# Records for this task

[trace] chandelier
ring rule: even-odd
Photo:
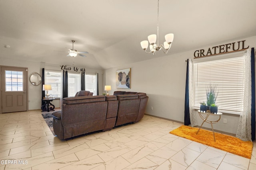
[[[171,48],[172,43],[173,41],[174,34],[173,33],[169,33],[166,34],[164,36],[166,41],[164,43],[164,45],[159,45],[158,42],[158,30],[159,30],[159,0],[158,1],[157,6],[157,36],[156,34],[152,34],[148,36],[148,41],[142,41],[140,42],[141,47],[146,53],[152,53],[153,55],[154,55],[156,51],[160,50],[162,49],[164,53],[168,53],[168,51]],[[157,39],[157,44],[156,43],[156,39]],[[148,46],[148,42],[150,45],[149,48],[150,51],[147,52],[146,50]]]

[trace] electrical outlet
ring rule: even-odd
[[[227,119],[223,119],[223,123],[227,123]]]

# Aim of the task
Rewrite all the data above with "even-odd" changed to "nonzero" and nothing else altered. Leave out the pictures.

# Answer to this task
[trace] chandelier
ring rule: nonzero
Photo:
[[[171,48],[172,43],[173,41],[174,34],[173,33],[169,33],[166,34],[164,36],[166,41],[164,43],[164,45],[159,45],[158,42],[158,30],[159,30],[159,0],[158,1],[157,6],[157,36],[156,34],[152,34],[148,36],[148,41],[142,41],[140,42],[141,47],[146,53],[152,53],[153,55],[154,55],[156,51],[160,50],[162,49],[164,53],[168,53],[168,51]],[[157,39],[157,44],[156,43],[156,39]],[[148,46],[148,42],[150,45],[149,48],[150,51],[147,52],[146,50]]]

[trace] electrical outlet
ring rule: nonzero
[[[227,119],[223,119],[223,123],[227,123]]]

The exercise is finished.